*TASK GOAL*.
Your job is to reproduce all of the data exactly.

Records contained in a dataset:
■ ■ ■ ■

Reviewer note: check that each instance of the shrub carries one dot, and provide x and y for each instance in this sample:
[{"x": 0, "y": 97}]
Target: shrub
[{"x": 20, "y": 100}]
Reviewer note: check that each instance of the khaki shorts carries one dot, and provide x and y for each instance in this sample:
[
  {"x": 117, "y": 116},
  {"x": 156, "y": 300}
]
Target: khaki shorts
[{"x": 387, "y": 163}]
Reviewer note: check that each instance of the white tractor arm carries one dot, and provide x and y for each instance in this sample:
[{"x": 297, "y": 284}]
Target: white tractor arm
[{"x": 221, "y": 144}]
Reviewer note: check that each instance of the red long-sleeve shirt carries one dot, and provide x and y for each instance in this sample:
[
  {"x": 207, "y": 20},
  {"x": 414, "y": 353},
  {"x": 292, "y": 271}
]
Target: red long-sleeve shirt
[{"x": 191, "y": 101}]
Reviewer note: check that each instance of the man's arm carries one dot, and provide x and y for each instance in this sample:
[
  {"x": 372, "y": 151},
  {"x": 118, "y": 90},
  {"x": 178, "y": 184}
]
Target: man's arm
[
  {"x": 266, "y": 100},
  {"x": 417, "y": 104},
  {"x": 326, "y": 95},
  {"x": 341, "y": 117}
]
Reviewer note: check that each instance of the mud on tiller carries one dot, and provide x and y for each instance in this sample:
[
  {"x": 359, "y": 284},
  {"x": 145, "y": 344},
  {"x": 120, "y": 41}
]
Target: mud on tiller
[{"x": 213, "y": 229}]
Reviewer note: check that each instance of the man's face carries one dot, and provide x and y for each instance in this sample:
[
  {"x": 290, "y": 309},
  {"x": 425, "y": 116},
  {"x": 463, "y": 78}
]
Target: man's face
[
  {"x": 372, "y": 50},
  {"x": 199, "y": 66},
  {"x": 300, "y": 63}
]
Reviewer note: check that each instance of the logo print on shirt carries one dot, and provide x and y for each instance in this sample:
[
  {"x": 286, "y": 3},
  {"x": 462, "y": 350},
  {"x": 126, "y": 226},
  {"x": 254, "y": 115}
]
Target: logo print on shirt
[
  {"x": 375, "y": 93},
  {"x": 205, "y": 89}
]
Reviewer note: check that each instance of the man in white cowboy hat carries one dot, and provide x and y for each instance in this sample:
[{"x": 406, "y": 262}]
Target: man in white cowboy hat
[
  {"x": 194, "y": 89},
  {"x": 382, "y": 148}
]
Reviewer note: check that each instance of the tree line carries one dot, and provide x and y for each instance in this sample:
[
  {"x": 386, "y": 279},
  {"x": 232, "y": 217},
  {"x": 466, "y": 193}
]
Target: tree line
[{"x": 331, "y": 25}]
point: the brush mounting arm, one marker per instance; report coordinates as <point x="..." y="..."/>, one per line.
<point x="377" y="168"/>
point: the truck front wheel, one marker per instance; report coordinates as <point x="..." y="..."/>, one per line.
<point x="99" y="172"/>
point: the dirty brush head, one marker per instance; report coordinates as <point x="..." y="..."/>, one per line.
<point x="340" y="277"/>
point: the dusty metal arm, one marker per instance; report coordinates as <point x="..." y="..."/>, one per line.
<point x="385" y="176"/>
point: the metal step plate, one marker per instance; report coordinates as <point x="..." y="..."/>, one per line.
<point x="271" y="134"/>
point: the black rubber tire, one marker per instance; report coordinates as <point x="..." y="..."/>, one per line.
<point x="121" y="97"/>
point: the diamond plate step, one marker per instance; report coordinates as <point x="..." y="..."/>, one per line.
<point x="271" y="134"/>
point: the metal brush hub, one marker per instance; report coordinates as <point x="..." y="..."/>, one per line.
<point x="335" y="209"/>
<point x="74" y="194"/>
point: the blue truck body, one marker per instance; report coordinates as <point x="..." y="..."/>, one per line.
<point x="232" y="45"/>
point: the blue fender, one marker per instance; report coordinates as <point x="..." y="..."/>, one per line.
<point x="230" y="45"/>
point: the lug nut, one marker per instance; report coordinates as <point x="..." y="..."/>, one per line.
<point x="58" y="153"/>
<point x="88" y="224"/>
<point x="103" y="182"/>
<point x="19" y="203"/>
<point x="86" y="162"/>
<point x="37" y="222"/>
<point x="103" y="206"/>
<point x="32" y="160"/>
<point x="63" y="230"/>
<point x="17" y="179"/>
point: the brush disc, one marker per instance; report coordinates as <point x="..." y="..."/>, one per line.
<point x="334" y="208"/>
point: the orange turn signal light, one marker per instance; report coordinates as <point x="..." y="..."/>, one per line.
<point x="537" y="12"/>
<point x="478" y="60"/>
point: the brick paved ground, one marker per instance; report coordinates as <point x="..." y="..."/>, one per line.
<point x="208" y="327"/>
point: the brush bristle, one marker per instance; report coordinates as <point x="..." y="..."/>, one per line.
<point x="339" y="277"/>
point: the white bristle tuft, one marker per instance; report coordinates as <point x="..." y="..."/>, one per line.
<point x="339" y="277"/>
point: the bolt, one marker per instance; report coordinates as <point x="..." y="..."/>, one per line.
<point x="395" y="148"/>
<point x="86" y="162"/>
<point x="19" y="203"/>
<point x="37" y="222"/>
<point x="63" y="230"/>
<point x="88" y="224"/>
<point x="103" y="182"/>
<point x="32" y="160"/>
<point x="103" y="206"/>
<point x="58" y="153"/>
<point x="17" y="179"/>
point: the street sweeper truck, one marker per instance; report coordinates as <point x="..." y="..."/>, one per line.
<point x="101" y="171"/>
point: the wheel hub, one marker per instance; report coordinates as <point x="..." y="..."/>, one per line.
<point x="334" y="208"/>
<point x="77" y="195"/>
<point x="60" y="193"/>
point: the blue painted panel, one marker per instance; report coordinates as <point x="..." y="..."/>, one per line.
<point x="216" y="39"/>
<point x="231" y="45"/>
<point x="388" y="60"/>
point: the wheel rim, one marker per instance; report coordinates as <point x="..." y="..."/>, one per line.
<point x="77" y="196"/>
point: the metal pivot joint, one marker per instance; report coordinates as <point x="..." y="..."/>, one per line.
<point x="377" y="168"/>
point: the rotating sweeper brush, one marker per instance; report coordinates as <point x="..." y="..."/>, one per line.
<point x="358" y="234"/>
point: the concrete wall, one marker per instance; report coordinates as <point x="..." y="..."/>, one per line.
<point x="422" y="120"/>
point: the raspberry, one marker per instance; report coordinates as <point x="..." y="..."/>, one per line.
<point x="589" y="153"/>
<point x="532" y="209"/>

■ ■ ■ ■

*EXERCISE SOLUTION*.
Reviewer note: check that each instance of the shrub carries one dot, and provide x and y for each instance in this sample:
[{"x": 0, "y": 97}]
Target: shrub
[{"x": 20, "y": 100}]
Reviewer note: check that each instance of the khaki shorts carries one dot, and provide x and y for each instance in this sample:
[
  {"x": 117, "y": 116},
  {"x": 156, "y": 300}
]
Target: khaki shorts
[{"x": 387, "y": 163}]
Reviewer note: check that each instance of the white tractor arm carries one dot, and provide x and y for each instance in this sample:
[{"x": 297, "y": 284}]
Target: white tractor arm
[{"x": 221, "y": 144}]
Reviewer note: check that each instance of the red long-sleeve shirt carries one dot, and provide x and y for each instance in this sample:
[
  {"x": 207, "y": 20},
  {"x": 414, "y": 353},
  {"x": 292, "y": 271}
]
Target: red long-sleeve shirt
[{"x": 191, "y": 101}]
Reviewer note: check that each instance of the man's arm carries one dot, and provide x and y for each instance in this sample:
[
  {"x": 372, "y": 151},
  {"x": 118, "y": 90},
  {"x": 178, "y": 184}
]
Target: man's arm
[
  {"x": 266, "y": 100},
  {"x": 417, "y": 104},
  {"x": 326, "y": 95},
  {"x": 341, "y": 117}
]
Reviewer note: check that each instance of the mud on tiller carries one dot, and provide x and y for each instance in this sample:
[
  {"x": 359, "y": 284},
  {"x": 145, "y": 344},
  {"x": 120, "y": 41}
]
Target: mud on tiller
[{"x": 213, "y": 229}]
Reviewer note: check that each instance of the man's face carries one dot, and provide x and y for each instance in this sample:
[
  {"x": 290, "y": 309},
  {"x": 425, "y": 116},
  {"x": 463, "y": 78}
]
Target: man's face
[
  {"x": 372, "y": 50},
  {"x": 199, "y": 66},
  {"x": 300, "y": 63}
]
Reviewer note: check that each instance of the logo print on shirt carries one dot, and provide x and y for each instance in this sample:
[
  {"x": 286, "y": 3},
  {"x": 462, "y": 350},
  {"x": 126, "y": 226},
  {"x": 254, "y": 115}
]
Target: logo print on shirt
[
  {"x": 375, "y": 93},
  {"x": 205, "y": 89}
]
Reviewer note: check that each instance of the man in white cowboy hat carries one dot, and provide x and y for each instance in this sample:
[{"x": 406, "y": 262}]
Target: man in white cowboy hat
[
  {"x": 194, "y": 89},
  {"x": 382, "y": 148}
]
Reviewer note: check that each instance of the tree line carries one dot, and provide x and y for each instance in this sample:
[
  {"x": 386, "y": 279},
  {"x": 232, "y": 217},
  {"x": 466, "y": 193}
]
Target: tree line
[{"x": 331, "y": 25}]
point: the brush mounting arm, one marker per instance; report coordinates as <point x="..." y="..."/>, one per line.
<point x="377" y="168"/>
point: the truck front wheel, one marker per instance; report coordinates as <point x="..." y="..."/>, one per line.
<point x="99" y="172"/>
point: the dirty brush head, one marker per instance; report coordinates as <point x="..." y="..."/>, one per line.
<point x="340" y="277"/>
point: the dusty metal arm, one marker per instance; report coordinates as <point x="..." y="..."/>, one per line.
<point x="385" y="176"/>
point: the metal step plate, one marker per instance; report coordinates as <point x="..." y="..."/>, one per line.
<point x="271" y="134"/>
point: the black rubber tire, one marker per instance; report coordinates as <point x="..." y="..."/>, one per line.
<point x="121" y="97"/>
point: the diamond plate step, one marker per instance; report coordinates as <point x="..." y="..."/>, one per line.
<point x="271" y="134"/>
point: the metal brush hub, one marker per instance; report coordinates as <point x="..." y="..."/>, one per line.
<point x="335" y="209"/>
<point x="74" y="194"/>
point: the blue truck body, one marker per instance; report coordinates as <point x="..." y="..."/>, one per line.
<point x="232" y="45"/>
point: the blue fender, one marker per instance; report coordinates as <point x="..." y="..."/>, one per line.
<point x="230" y="45"/>
point: the lug nut, one marker per instance; report coordinates as <point x="..." y="..."/>, one per line.
<point x="58" y="153"/>
<point x="88" y="224"/>
<point x="103" y="182"/>
<point x="19" y="203"/>
<point x="86" y="162"/>
<point x="37" y="222"/>
<point x="103" y="206"/>
<point x="32" y="160"/>
<point x="63" y="230"/>
<point x="17" y="179"/>
point: the brush disc, one marker per instance; report coordinates as <point x="..." y="..."/>, one per line.
<point x="334" y="208"/>
point: the orange turn signal light, one marker per instance; report coordinates as <point x="..." y="..."/>, one per line.
<point x="537" y="12"/>
<point x="478" y="60"/>
point: the brick paved ground, one marker per instance; report coordinates as <point x="..." y="..."/>, one per line.
<point x="208" y="327"/>
point: the brush bristle, one marker per instance; report coordinates as <point x="..." y="..."/>, one per line.
<point x="339" y="277"/>
point: the white bristle tuft, one marker per instance; report coordinates as <point x="..." y="..."/>, one per line.
<point x="339" y="277"/>
point: the bolt, one marker per instance; report coordinates as <point x="..." y="..."/>, one per line.
<point x="395" y="148"/>
<point x="86" y="162"/>
<point x="19" y="203"/>
<point x="37" y="222"/>
<point x="63" y="230"/>
<point x="88" y="224"/>
<point x="103" y="182"/>
<point x="32" y="160"/>
<point x="103" y="206"/>
<point x="58" y="153"/>
<point x="17" y="179"/>
point: the street sweeper truck, one marker per instance; report coordinates as <point x="..." y="..."/>, one per line.
<point x="101" y="171"/>
point: the wheel hub, one marker per instance; report coordinates as <point x="..." y="..."/>, one per line.
<point x="334" y="208"/>
<point x="77" y="195"/>
<point x="60" y="193"/>
point: the blue painted panel, one marker per instance; report coordinates as <point x="..." y="..."/>, one per line.
<point x="216" y="39"/>
<point x="231" y="45"/>
<point x="388" y="60"/>
point: the wheel rim, one marker per instance; report coordinates as <point x="..." y="..."/>, one per line.
<point x="77" y="196"/>
point: the metal pivot joint, one marker per instance; report coordinates as <point x="..." y="..."/>, one per line.
<point x="377" y="168"/>
point: the rotating sweeper brush, one marker per instance; report coordinates as <point x="..." y="..."/>, one per line.
<point x="358" y="234"/>
point: the concrete wall, one marker per instance; report coordinates as <point x="..." y="..."/>, one per line.
<point x="422" y="120"/>
point: the raspberry, one marker per instance; report coordinates as <point x="..." y="..."/>, one per line.
<point x="589" y="153"/>
<point x="532" y="209"/>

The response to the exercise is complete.